[Opening SUPPLIED DATA section]
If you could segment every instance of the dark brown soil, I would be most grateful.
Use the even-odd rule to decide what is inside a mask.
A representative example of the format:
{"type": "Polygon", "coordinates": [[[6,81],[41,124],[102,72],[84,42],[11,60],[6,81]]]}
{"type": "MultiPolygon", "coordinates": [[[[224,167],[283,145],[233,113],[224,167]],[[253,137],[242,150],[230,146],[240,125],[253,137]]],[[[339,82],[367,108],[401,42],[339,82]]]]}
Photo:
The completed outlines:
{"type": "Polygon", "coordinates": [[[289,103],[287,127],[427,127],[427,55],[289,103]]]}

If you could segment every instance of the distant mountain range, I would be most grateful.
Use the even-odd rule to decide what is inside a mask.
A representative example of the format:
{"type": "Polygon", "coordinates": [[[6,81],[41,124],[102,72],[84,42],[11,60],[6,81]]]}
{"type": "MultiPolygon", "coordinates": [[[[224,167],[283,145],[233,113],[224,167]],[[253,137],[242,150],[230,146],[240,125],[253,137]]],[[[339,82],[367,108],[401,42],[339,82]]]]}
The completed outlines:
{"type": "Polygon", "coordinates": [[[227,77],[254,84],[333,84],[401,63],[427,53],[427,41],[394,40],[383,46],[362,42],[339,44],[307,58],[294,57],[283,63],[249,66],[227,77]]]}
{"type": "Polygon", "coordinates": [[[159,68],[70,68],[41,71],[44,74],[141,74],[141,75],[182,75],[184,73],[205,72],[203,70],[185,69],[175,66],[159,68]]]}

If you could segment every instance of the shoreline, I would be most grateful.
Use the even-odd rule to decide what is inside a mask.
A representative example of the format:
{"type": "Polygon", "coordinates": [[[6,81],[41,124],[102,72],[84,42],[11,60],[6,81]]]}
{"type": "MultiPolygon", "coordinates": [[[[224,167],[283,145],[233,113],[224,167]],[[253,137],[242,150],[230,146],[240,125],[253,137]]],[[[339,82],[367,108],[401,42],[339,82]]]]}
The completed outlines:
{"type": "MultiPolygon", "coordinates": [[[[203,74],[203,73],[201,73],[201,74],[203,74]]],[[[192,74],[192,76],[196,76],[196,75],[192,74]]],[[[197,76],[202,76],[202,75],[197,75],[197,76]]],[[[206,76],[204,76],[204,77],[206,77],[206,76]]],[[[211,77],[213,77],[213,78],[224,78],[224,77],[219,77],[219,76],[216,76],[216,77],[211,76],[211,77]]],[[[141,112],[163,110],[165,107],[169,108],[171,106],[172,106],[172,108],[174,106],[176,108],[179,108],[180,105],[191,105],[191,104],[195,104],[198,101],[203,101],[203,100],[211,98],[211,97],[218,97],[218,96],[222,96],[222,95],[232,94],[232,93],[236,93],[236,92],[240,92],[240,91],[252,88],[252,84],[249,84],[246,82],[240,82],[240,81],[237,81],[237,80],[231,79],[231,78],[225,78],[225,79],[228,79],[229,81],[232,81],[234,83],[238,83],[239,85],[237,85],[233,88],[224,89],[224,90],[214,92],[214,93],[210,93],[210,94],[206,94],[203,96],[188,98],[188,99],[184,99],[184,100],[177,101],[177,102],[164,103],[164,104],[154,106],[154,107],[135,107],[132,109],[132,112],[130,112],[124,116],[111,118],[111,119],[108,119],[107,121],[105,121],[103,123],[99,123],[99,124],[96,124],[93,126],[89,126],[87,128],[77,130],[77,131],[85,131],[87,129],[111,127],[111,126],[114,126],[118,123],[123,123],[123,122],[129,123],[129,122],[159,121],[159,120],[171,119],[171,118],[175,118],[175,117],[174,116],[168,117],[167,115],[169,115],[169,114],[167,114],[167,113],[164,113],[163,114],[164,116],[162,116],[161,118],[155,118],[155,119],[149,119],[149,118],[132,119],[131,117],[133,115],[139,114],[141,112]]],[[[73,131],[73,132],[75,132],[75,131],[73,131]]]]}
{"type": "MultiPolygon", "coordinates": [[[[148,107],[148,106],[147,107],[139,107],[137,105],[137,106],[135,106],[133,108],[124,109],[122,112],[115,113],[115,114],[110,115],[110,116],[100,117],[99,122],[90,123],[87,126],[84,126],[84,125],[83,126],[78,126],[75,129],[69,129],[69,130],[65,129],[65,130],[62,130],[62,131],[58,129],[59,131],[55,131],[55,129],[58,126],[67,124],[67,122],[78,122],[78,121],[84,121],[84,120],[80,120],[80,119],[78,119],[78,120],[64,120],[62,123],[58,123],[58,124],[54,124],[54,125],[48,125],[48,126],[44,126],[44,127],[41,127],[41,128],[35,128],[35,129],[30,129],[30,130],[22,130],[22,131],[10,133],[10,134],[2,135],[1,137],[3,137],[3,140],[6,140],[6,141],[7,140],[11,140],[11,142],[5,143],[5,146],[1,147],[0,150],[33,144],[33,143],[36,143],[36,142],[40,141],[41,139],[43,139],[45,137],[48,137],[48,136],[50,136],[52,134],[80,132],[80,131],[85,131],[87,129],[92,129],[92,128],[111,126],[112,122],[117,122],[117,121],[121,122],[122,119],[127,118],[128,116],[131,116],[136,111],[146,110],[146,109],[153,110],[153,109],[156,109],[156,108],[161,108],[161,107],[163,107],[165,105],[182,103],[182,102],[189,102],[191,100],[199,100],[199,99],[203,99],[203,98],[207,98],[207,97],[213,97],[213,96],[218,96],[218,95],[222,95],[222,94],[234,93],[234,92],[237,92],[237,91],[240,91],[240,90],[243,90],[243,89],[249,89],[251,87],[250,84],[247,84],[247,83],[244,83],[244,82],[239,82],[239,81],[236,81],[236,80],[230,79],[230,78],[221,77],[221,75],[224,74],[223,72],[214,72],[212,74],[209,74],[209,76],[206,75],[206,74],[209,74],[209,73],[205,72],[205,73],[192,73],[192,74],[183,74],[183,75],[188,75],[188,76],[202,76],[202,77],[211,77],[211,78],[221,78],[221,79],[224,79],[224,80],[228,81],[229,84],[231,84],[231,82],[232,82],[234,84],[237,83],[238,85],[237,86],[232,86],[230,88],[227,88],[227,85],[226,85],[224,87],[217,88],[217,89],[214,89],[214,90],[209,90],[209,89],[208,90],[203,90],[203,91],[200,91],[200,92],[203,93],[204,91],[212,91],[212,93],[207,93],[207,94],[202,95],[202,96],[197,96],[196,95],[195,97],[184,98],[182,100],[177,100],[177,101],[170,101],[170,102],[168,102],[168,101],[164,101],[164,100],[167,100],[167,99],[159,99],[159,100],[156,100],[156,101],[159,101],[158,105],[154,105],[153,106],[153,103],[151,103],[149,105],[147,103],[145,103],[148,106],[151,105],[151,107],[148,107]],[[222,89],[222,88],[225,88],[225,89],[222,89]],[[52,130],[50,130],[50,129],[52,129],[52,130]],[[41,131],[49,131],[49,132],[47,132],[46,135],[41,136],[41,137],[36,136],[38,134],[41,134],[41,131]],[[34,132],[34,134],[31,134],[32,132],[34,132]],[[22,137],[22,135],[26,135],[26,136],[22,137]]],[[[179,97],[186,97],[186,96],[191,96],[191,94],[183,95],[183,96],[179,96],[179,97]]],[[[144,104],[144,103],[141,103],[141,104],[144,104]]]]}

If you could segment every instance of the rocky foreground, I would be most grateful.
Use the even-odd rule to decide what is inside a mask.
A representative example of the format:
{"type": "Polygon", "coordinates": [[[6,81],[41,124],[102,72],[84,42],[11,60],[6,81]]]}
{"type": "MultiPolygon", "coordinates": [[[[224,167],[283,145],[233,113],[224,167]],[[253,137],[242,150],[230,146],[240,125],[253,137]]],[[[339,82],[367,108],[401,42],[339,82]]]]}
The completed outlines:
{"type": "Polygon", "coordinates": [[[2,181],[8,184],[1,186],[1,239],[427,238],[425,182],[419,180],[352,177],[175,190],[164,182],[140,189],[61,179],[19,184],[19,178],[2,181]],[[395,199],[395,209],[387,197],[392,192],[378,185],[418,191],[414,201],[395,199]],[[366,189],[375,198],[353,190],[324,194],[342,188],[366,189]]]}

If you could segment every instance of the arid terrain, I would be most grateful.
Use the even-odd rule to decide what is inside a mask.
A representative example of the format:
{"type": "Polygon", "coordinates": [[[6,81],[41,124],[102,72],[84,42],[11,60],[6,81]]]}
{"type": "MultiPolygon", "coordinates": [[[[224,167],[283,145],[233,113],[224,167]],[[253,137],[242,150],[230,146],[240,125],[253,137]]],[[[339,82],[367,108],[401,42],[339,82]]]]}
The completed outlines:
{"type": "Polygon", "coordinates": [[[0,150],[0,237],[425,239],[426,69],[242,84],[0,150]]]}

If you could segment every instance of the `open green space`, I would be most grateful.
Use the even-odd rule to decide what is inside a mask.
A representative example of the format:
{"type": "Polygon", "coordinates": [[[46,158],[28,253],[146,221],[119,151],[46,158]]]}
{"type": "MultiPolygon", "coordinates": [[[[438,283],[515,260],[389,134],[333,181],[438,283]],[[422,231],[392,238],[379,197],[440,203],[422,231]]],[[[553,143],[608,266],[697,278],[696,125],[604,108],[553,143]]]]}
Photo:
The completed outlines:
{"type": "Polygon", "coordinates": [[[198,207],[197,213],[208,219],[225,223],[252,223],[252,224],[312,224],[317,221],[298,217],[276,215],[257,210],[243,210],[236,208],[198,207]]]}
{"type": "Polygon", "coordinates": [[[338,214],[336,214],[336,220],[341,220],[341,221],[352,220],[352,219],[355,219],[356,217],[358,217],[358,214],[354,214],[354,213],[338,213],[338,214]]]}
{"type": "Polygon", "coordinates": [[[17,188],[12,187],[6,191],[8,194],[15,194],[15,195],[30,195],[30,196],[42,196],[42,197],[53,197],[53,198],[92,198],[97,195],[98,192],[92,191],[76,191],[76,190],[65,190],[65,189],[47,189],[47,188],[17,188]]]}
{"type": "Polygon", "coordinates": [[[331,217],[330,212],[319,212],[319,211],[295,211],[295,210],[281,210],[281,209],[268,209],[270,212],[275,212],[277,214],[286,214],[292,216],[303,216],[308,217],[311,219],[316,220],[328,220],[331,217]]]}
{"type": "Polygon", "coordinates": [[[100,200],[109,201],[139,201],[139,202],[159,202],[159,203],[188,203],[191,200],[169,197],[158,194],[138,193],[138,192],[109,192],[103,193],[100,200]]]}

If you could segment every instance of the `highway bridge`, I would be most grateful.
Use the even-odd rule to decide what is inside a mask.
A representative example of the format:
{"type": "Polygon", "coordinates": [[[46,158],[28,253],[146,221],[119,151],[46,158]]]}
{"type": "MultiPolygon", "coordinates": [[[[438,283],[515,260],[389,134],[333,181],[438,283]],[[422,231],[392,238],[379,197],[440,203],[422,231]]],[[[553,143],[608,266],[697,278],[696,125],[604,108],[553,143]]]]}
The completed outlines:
[Closing SUPPLIED DATA section]
[Opening SUPPLIED DATA section]
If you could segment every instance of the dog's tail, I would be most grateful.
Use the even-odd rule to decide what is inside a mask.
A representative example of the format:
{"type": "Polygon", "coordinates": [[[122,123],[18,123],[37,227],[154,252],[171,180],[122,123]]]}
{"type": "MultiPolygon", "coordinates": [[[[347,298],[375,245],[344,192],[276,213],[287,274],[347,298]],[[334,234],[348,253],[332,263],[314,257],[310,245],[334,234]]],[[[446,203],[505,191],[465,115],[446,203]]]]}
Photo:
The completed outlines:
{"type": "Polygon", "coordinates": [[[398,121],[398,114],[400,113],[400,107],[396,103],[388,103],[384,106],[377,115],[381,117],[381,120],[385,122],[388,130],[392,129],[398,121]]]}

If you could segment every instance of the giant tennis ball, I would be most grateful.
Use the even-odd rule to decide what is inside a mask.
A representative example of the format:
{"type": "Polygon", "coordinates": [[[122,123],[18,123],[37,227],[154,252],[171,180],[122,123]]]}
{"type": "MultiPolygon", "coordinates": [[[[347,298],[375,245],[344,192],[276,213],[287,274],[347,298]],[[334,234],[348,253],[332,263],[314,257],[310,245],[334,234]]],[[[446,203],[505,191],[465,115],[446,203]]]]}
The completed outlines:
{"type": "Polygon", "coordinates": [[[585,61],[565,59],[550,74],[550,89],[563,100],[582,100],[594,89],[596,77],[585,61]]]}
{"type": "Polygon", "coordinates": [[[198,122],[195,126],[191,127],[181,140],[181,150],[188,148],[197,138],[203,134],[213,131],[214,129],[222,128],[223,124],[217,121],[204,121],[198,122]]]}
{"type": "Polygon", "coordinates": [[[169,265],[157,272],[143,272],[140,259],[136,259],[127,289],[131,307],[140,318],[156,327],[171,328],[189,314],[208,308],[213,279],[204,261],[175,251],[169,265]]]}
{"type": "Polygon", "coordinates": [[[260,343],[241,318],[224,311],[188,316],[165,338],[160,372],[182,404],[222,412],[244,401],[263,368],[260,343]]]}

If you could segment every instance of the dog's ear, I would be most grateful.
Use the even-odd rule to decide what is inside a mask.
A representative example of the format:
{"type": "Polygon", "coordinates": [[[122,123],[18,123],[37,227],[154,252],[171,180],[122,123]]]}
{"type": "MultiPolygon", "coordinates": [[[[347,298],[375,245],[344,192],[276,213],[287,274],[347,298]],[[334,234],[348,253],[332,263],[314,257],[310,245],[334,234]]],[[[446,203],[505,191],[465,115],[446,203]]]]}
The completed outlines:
[Closing SUPPLIED DATA section]
WHAT NEEDS TO BE DONE >>
If a line of the data contains "every", copy it out.

EXERCISE ANSWER >>
If you could segment every instance of the dark brown soil, I would be most grateful.
If you could segment every instance of the distant mountain range, I would be most grateful.
If you could segment every instance of the shoreline, I would be most grateful.
If you could segment every instance of the rocky foreground, I would be most grateful.
If you could segment every instance of the arid terrain, I would be most grateful.
If you could segment every instance of the `open green space`, I would be most grateful.
If you could segment every instance of the `highway bridge`, I would be most grateful.
If you could segment every instance of the dog's tail, I would be most grateful.
If you could segment every instance of the giant tennis ball, I would be most grateful.
If you could segment every instance of the dog's ear, I would be most grateful.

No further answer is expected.